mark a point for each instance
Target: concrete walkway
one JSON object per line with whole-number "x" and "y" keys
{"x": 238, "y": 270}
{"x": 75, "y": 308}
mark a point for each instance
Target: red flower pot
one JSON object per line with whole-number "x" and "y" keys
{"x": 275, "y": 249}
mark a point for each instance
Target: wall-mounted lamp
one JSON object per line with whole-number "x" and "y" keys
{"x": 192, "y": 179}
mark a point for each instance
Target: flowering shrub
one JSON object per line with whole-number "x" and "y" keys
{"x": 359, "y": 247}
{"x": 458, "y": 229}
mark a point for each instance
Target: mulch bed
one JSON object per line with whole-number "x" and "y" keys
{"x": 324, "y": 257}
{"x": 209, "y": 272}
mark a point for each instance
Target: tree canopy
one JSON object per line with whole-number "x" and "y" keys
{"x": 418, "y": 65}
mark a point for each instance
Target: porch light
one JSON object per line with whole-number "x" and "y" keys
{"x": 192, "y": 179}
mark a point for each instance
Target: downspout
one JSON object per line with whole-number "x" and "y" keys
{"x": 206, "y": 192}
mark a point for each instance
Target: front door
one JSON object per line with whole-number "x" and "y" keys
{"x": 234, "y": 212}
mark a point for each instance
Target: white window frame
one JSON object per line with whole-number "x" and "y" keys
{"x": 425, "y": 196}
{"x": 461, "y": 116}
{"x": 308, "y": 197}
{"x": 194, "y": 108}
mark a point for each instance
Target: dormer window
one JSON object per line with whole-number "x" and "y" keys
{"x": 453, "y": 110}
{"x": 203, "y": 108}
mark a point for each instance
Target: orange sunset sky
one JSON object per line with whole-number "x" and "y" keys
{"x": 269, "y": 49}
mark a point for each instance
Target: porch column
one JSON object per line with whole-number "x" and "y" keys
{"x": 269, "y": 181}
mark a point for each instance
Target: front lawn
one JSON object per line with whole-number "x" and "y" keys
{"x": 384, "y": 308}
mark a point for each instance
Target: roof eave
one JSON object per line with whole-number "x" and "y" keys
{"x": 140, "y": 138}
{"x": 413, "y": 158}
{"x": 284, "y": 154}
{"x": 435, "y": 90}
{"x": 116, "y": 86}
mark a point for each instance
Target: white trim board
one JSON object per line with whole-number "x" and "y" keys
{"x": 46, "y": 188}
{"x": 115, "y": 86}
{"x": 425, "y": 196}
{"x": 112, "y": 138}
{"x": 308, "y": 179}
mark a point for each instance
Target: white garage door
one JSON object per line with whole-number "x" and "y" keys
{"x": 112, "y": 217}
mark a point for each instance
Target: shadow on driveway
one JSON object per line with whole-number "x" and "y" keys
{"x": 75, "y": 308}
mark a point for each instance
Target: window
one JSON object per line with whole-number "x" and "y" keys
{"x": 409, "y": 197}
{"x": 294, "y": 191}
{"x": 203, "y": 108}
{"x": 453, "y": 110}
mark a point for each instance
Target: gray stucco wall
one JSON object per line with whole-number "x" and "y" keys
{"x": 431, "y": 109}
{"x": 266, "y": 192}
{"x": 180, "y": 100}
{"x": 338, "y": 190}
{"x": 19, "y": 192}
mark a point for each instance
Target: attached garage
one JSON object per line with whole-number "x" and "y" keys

====

#### TASK GOAL:
From the first line of the data above through the line containing "Target: red flower pot", repeat each line exactly, and add nothing.

#### RESULT FOR THIS EXERCISE:
mark a point for each instance
Target: concrete walkway
one JSON object per line with whole-number "x" and "y" keys
{"x": 238, "y": 270}
{"x": 75, "y": 308}
mark a point for each instance
Target: red flower pot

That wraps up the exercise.